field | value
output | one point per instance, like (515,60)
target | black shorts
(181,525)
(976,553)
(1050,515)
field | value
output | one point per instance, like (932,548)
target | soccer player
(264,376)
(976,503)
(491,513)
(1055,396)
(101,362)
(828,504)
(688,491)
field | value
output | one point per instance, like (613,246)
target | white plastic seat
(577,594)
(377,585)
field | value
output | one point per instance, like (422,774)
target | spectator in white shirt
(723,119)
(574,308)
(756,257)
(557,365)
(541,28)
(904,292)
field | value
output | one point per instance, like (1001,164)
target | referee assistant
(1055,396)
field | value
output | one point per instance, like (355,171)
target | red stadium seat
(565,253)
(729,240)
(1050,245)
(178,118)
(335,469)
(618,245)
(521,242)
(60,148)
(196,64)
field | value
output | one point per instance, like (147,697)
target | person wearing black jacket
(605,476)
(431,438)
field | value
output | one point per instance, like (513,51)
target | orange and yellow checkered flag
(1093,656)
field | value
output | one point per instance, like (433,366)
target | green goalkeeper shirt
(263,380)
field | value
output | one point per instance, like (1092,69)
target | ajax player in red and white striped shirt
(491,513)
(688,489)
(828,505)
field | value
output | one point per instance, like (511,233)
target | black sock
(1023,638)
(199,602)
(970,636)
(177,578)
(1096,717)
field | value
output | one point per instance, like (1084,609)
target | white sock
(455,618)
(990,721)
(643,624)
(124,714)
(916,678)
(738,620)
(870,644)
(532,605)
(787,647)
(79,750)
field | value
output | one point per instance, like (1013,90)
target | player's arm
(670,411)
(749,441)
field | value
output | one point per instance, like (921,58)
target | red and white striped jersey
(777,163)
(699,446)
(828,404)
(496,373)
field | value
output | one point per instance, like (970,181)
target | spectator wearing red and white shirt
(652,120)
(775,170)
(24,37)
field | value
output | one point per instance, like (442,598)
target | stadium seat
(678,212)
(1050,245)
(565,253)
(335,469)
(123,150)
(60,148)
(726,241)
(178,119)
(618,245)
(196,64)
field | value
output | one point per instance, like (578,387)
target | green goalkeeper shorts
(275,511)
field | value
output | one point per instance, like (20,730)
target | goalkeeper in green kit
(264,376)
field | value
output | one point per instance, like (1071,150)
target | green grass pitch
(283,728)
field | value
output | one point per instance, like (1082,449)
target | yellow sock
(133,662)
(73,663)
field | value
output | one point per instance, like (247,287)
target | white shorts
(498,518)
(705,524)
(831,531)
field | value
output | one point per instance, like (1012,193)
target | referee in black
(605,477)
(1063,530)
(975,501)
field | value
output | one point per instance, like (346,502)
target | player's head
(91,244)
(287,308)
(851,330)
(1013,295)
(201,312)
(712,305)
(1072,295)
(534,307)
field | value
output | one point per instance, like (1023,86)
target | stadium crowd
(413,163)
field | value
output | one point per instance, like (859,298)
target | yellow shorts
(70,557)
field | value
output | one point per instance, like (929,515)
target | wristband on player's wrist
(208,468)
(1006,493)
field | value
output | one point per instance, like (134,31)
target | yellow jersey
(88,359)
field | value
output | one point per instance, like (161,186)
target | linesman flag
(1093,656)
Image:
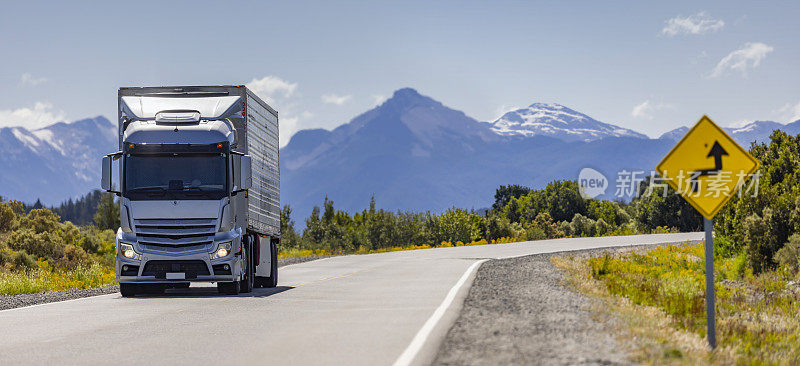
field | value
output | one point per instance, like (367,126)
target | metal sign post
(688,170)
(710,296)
• • • • • • •
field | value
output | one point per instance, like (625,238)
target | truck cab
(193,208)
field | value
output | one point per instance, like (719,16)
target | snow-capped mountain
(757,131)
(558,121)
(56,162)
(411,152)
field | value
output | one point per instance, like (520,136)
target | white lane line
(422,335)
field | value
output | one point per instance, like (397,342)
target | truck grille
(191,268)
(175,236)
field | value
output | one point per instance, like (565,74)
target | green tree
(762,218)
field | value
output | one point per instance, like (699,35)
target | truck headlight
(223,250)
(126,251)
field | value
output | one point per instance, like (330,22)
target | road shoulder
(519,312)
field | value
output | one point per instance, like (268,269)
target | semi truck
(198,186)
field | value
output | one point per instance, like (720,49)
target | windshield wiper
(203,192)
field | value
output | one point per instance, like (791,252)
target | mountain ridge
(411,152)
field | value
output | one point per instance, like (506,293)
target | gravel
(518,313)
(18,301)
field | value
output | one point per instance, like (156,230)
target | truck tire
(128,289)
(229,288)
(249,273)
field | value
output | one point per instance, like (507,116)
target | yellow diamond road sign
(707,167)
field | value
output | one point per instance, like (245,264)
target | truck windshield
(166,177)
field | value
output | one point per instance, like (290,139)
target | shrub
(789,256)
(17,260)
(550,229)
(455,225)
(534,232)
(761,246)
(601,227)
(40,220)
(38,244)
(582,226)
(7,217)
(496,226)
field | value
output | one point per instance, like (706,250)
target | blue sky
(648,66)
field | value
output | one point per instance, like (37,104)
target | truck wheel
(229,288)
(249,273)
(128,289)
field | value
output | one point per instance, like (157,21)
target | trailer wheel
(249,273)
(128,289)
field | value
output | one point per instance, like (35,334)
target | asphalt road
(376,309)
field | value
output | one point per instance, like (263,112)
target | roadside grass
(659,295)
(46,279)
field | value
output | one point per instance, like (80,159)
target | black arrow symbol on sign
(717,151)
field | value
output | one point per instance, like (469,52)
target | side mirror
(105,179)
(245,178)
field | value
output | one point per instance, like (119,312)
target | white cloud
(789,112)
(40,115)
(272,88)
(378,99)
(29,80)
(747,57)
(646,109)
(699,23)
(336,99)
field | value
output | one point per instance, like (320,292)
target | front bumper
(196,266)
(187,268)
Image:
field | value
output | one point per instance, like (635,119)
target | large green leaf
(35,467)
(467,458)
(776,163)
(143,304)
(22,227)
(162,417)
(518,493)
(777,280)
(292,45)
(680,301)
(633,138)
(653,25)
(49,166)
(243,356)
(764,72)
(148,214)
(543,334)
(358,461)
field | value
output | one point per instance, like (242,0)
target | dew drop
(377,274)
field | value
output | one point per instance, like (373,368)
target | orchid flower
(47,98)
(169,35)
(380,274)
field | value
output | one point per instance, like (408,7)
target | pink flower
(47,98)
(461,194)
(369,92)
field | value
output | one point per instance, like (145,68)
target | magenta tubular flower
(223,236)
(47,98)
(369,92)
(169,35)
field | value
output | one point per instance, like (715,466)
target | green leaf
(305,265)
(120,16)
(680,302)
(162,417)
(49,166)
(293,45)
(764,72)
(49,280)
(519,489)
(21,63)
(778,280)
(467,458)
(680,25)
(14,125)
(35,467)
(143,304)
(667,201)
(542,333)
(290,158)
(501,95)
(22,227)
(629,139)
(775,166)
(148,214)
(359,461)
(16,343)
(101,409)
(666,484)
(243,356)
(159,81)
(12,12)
• • • • • • •
> [EXERCISE OBJECTIVE]:
Could you repeat exactly the lines above from the line with "output | one point per instance, like (706,250)" up to and including the line with "output | one point per instance, like (119,312)", and only those?

> [SOLUTION TO THIS PROBLEM]:
output | one point per instance, like (706,250)
target | blue sky
(648,66)
field | value
output | one point per instance, like (37,104)
target | truck wheel
(229,288)
(249,273)
(128,289)
field | value
output | one point per instance, like (157,21)
target | trailer wheel
(249,273)
(128,289)
field | value
output | one point per instance, like (35,334)
target | asphalt road
(376,309)
field | value
output | one point per instance, like (263,112)
target | roadside grass
(659,295)
(46,279)
field | value
output | one point per instance, like (80,159)
target | black arrow symbol on sign
(717,151)
field | value
output | one point per instance, like (469,52)
target | side mirror
(105,179)
(245,178)
field | value
output | one point per instance, like (119,312)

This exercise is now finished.